(Records in a dataset)

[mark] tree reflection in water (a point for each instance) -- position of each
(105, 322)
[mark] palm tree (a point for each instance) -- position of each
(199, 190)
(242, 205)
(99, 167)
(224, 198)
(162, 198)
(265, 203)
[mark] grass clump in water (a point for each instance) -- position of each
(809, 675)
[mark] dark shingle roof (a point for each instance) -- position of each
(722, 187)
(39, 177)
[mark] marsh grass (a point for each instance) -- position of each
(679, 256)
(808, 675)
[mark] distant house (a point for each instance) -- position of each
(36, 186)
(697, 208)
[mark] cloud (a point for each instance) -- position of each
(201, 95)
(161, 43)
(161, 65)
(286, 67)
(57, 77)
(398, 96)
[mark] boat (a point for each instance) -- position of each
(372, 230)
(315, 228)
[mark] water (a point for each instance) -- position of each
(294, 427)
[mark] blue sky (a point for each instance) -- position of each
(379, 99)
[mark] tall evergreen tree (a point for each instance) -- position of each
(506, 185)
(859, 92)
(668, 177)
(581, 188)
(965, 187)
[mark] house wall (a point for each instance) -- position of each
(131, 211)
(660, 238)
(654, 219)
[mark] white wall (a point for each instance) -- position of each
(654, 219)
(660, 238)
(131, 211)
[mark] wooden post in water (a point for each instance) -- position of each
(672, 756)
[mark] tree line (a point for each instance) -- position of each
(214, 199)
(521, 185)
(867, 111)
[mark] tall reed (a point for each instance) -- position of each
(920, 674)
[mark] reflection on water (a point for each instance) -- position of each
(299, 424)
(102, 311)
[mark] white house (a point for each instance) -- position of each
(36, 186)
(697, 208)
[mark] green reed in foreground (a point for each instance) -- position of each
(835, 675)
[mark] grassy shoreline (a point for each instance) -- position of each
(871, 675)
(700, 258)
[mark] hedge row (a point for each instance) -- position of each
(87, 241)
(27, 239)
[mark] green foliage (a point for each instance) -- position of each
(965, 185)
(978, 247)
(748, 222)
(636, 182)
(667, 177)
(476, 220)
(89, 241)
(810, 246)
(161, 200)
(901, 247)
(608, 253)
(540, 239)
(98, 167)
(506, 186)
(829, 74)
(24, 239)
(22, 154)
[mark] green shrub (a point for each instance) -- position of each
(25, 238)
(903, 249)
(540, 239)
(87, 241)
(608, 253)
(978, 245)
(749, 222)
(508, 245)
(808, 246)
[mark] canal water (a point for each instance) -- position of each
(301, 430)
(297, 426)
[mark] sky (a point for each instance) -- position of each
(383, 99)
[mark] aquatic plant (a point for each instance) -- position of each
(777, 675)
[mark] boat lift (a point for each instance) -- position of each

**REQUIREMENT**.
Rewrite all of the records above, changing every "a point for each instance" to "one point per instance" and keeping everything else the same.

**ANSWER TO THE PROBLEM**.
[mark] tree reflection in water (one point per instance) -- position of each
(105, 322)
[mark] palm tree (one point per instance) -- position of each
(199, 190)
(242, 205)
(99, 167)
(224, 198)
(162, 198)
(265, 203)
[mark] grass clump in water (one point per instance) -- position of each
(809, 675)
[mark] dark shingle roof (one point per instance) -- position of each
(722, 187)
(39, 177)
[mark] marsh grass (one point per instance) -- position of each
(679, 256)
(808, 675)
[mark] distant house (one point per instance) -- position of each
(36, 186)
(697, 208)
[mark] cloud (one point per instance) -- position of each
(201, 95)
(161, 43)
(161, 65)
(286, 67)
(57, 77)
(398, 96)
[mark] boat (one point per instance) -- position of each
(372, 230)
(315, 228)
[mark] water (one point per instance) -- position of each
(294, 427)
[mark] blue sky (one point per instance) -- position of each
(379, 99)
[mark] tall evergreen tree (one point per instance) -- position of each
(506, 185)
(859, 92)
(668, 177)
(581, 188)
(965, 187)
[mark] house wall (one point per instance) -- position of each
(131, 211)
(660, 238)
(654, 219)
[mark] white wall (one point per instance) -- position of each
(654, 219)
(660, 238)
(131, 211)
[mark] wooden post in water (one point per instance) -- position of each
(672, 756)
[mark] tree line (one point per instance) -- position of each
(214, 199)
(521, 185)
(867, 111)
[mark] tall reed (one point per instance) -- position of each
(920, 674)
[mark] reflection on water (one point per instance) -- position of each
(299, 424)
(102, 311)
[mark] white house (one point per instance) -- position of each
(36, 186)
(697, 208)
[mark] green reed in foreground (one point per instance) -- position of each
(835, 675)
[mark] grassy shoreline (one point per instance) -- position of each
(871, 675)
(700, 258)
[mark] hedge row (one point per instance) -- position of each
(87, 241)
(27, 239)
[mark] green foliage (one point per instance) -- position of each
(965, 185)
(978, 247)
(748, 222)
(636, 182)
(667, 177)
(476, 220)
(89, 241)
(810, 246)
(161, 200)
(901, 247)
(608, 253)
(540, 239)
(98, 167)
(506, 186)
(829, 74)
(24, 239)
(22, 154)
[mark] green shrub (one point per instance) -- position of each
(25, 238)
(903, 249)
(540, 239)
(87, 241)
(608, 253)
(978, 245)
(749, 222)
(508, 245)
(808, 246)
[mark] canal water (one point per instance) -- position of each
(301, 430)
(297, 426)
[mark] sky (one point per instance) -- position of each
(383, 99)
[mark] aquatic plant (one point per instance) -- position of each
(777, 675)
[mark] boat lift (one point per instance) -- position of each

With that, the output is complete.